Reproduce the entries exactly. Omit none of them.

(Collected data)
═══

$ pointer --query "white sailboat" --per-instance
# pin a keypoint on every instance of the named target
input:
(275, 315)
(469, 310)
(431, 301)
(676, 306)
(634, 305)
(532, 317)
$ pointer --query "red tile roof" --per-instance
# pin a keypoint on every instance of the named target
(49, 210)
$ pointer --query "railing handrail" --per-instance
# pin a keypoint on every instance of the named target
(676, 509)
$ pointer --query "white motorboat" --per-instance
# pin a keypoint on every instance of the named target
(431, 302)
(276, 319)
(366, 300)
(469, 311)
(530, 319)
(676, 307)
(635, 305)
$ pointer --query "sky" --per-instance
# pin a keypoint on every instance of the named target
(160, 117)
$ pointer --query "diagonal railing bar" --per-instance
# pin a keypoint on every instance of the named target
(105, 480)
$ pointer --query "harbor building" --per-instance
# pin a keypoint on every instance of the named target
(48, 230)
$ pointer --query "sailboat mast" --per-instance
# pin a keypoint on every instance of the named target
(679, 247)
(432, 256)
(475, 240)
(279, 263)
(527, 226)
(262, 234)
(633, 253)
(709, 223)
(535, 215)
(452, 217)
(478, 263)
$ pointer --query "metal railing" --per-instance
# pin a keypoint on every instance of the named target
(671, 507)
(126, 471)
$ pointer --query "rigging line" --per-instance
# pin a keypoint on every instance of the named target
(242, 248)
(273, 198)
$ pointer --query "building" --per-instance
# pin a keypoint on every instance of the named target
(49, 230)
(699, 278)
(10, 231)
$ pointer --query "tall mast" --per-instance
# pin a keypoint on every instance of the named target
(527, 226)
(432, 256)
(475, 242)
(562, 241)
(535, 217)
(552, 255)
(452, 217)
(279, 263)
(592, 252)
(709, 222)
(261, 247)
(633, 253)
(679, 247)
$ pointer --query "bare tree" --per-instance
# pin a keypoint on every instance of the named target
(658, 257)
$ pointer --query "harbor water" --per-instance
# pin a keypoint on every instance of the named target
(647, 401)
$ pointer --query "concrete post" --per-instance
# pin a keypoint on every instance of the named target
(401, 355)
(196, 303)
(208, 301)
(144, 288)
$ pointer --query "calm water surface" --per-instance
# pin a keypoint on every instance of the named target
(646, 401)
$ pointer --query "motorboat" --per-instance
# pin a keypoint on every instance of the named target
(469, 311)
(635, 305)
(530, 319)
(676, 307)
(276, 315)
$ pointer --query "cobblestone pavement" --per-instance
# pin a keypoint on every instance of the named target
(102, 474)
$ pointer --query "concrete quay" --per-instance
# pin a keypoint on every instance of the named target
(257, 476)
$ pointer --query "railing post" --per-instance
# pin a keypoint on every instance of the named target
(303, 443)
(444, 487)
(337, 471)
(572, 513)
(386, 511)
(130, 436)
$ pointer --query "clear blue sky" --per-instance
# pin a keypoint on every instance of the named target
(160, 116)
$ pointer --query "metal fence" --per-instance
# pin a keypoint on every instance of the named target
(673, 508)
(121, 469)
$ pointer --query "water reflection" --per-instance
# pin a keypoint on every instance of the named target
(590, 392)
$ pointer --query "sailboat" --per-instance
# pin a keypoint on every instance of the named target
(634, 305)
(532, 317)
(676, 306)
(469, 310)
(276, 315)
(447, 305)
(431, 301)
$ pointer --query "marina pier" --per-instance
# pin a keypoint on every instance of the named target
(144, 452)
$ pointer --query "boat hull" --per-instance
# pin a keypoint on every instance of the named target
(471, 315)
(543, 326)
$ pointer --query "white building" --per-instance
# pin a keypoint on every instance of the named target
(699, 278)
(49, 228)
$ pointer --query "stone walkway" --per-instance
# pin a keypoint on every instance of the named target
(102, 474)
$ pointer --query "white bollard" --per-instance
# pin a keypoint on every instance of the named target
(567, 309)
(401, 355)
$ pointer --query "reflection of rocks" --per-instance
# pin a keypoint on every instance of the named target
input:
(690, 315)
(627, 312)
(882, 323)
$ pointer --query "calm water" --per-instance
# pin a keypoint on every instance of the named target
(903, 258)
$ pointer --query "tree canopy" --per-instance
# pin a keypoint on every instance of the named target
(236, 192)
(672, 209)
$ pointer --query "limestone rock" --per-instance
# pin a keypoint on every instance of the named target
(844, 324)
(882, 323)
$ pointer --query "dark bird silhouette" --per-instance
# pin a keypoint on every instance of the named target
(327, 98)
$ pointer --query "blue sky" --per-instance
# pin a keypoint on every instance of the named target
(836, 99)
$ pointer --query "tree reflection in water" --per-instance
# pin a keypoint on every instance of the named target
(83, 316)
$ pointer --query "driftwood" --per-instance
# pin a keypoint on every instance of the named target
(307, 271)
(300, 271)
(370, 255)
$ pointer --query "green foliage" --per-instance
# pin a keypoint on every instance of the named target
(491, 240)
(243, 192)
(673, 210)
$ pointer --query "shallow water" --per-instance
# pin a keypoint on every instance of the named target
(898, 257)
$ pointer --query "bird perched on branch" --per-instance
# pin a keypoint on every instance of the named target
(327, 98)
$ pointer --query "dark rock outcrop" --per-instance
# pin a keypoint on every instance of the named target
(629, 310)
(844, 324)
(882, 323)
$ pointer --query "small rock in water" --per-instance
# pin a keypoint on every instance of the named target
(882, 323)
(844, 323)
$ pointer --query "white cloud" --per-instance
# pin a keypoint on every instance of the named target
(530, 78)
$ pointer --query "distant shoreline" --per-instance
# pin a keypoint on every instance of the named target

═══

Result for this exercise
$ pointer --query "white sailboat" --per-instance
# pin a keypoint on every instance of the named target
input:
(275, 315)
(469, 310)
(431, 301)
(676, 306)
(634, 305)
(532, 317)
$ pointer --query "red tile roof" --per-instance
# pin a keypoint on every instance of the named target
(49, 210)
$ pointer --query "railing handrail" --per-instance
# pin a keypoint on every instance of the named target
(676, 509)
$ pointer --query "white motorboat" --per-instance
# pin a keypoint on every instance of the named target
(431, 302)
(276, 319)
(366, 300)
(469, 311)
(530, 319)
(676, 307)
(635, 305)
$ pointer --query "sky" --per-instance
# pin a keypoint on every instance of the named target
(160, 117)
$ pointer --query "diagonal railing bar" --per-instance
# pin a keypoint on every instance of the named target
(105, 480)
$ pointer --query "harbor building" --per-instance
# pin a keypoint on every instance of the named target
(48, 230)
$ pointer --query "sailboat mast" --per-instance
# pin a keypoint on every instance of the named target
(679, 247)
(432, 256)
(475, 240)
(279, 263)
(527, 226)
(262, 234)
(633, 253)
(709, 223)
(535, 215)
(452, 217)
(478, 263)
$ pointer --query "metal railing" --per-instance
# pin a keypoint on every instance of the named target
(671, 507)
(126, 471)
$ pointer --query "rigging line" --per-instance
# pin a keypoint on every instance of the named target
(242, 248)
(273, 198)
$ pointer --query "building" --per-instance
# pin a keypoint on every instance of the named target
(49, 230)
(699, 278)
(10, 231)
$ pointer --query "tall mast" --per-instance
# pin a keypoint on every instance of the named target
(527, 226)
(432, 256)
(475, 242)
(562, 241)
(535, 217)
(552, 255)
(452, 217)
(279, 263)
(592, 252)
(709, 222)
(261, 247)
(633, 253)
(679, 247)
$ pointer --query "bare tree" --per-instance
# pin a keypoint on every instance of the named target
(658, 257)
$ pointer --query "harbor water" --per-instance
# pin a keypoint on every instance of the named target
(647, 401)
$ pointer --query "concrete post" --per-instance
# pin a keypoint on every instance of the named target
(401, 355)
(196, 303)
(208, 301)
(144, 288)
$ pointer --query "calm water surface" --per-instance
# pin a keypoint on every instance of the named target
(646, 401)
$ pointer --query "motorboat" --per-instance
# pin a keypoint on every instance of the named target
(469, 311)
(635, 305)
(530, 319)
(676, 307)
(276, 315)
$ pointer --query "cobblestone pavement" --per-instance
# pin a keypoint on every instance of the named target
(102, 474)
$ pointer --query "concrete quay" --per-instance
# pin a keypoint on every instance of the named target
(257, 476)
$ pointer --query "railing post" --per-instance
# pin a keypoint on every instance of the named target
(303, 443)
(444, 487)
(337, 471)
(572, 513)
(386, 511)
(130, 436)
$ pointer --query "clear blue sky" --per-instance
# pin a keypoint on every instance of the named target
(160, 116)
$ pointer --query "metal fence" --per-instance
# pin a keypoint on every instance of the named target
(673, 508)
(121, 469)
$ pointer --query "water reflection" --per-instance
# pin a keypoint on every instance of the named target
(590, 392)
$ pointer --query "sailboat" --per-instance
# pin a keypoint on every instance of the named target
(634, 305)
(532, 317)
(676, 306)
(469, 310)
(276, 315)
(447, 305)
(431, 301)
$ pointer --query "marina pier" --per-instance
# pin a keypoint on every instance of the named target
(144, 452)
$ pointer --query "boat hull" --per-instance
# pin a keypoint on every instance of the named target
(471, 315)
(543, 326)
$ pointer --query "white building" --per-instance
# pin a keypoint on every instance of the named target
(699, 278)
(49, 228)
$ pointer --query "stone walkway" --per-instance
# pin a keypoint on every instance of the named target
(102, 474)
$ pointer --query "white bollard" --per-instance
# pin a keypoint on every instance of the named target
(567, 309)
(401, 355)
$ pointer --query "reflection of rocks" --per-instance
# pin a keypoint on every instance of the named target
input:
(690, 315)
(627, 312)
(882, 323)
$ pointer --query "calm water" --per-instance
# pin a keypoint on every instance of the named target
(903, 258)
$ pointer --query "tree canopy" --per-instance
# pin a keypoint on every instance of the named target
(236, 192)
(672, 209)
$ pointer --query "limestone rock" --per-instance
# pin a keypoint on every instance of the named target
(844, 324)
(882, 323)
$ pointer --query "dark bird silhouette" --per-instance
# pin a keypoint on every instance of the named target
(327, 98)
$ pointer --query "blue sky" --per-instance
# pin a keypoint on every instance of the named target
(836, 99)
$ pointer --query "tree reflection in water" --per-instance
# pin a keypoint on every instance of the named target
(83, 316)
$ pointer --query "driftwood" --per-instance
# pin a keypoint on every instance of the named target
(307, 271)
(300, 271)
(370, 255)
$ pointer --query "green foliage" --per-instance
# pin a keypoint on every instance of the named target
(491, 240)
(243, 192)
(673, 210)
$ pointer --query "shallow water" --per-instance
# pin a keypoint on every instance of the named target
(898, 257)
$ pointer --query "bird perched on branch" --per-instance
# pin a keypoint on every instance of the named target
(327, 98)
$ pointer --query "dark rock outcrop" --per-instance
# pin a keypoint on every instance of the named target
(629, 310)
(844, 324)
(882, 323)
$ pointer --query "small rock in water" --per-instance
# pin a keypoint on every instance of the named target
(882, 323)
(844, 323)
$ pointer --query "white cloud" --per-instance
# pin a keypoint on every instance of the named target
(530, 78)
$ pointer --query "distant shoreline" --per-instance
# pin a keypoint on every instance of the named target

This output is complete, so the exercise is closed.